Exercise objective:
Write out all of the lines below again, requests included, increasing every coordinate in the answer points by 70 and leaving the sample points in the output forms unchanged. Omit the pictures.

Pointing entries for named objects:
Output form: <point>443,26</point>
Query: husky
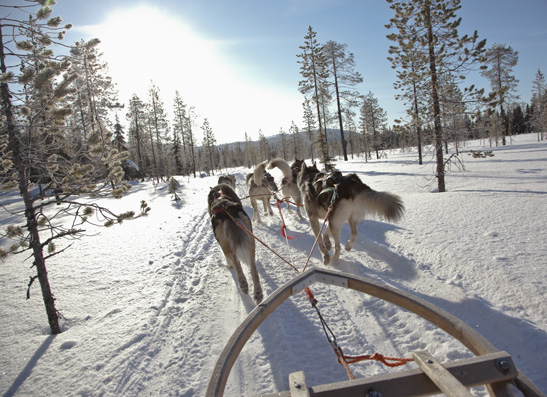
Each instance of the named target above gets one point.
<point>261,190</point>
<point>289,185</point>
<point>351,201</point>
<point>225,209</point>
<point>228,179</point>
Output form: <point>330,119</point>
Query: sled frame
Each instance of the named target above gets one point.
<point>469,337</point>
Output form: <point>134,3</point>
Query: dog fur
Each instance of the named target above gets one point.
<point>261,190</point>
<point>228,179</point>
<point>236,244</point>
<point>289,185</point>
<point>354,201</point>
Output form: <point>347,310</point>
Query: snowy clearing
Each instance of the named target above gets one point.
<point>150,304</point>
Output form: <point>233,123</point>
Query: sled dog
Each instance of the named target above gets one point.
<point>353,200</point>
<point>289,185</point>
<point>228,179</point>
<point>238,246</point>
<point>261,190</point>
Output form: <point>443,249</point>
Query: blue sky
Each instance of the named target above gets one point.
<point>235,61</point>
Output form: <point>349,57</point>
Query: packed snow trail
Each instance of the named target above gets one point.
<point>150,304</point>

The answer:
Output form: <point>443,26</point>
Query: husky
Each instance of the named target above gets one point.
<point>331,260</point>
<point>359,255</point>
<point>421,271</point>
<point>295,279</point>
<point>298,249</point>
Output form: <point>330,119</point>
Query: sled frame
Each instance of the named target above gets one point.
<point>539,407</point>
Output form: <point>134,3</point>
Query: dog fur
Each instance of the named target above gets one point.
<point>331,260</point>
<point>298,249</point>
<point>306,314</point>
<point>359,255</point>
<point>424,271</point>
Output form: <point>347,310</point>
Query: snowy clearing
Each instance of the named target above gets one point.
<point>220,374</point>
Output form: <point>233,123</point>
Query: sled dog
Each instance of the named target above gets one point.
<point>423,270</point>
<point>359,255</point>
<point>298,249</point>
<point>308,316</point>
<point>331,260</point>
Output form: <point>443,249</point>
Query: blue sky
Each instance of the named target above gets one point.
<point>305,131</point>
Output form: <point>349,57</point>
Query: packed snow trail
Each instance of the named target above gets one point.
<point>220,374</point>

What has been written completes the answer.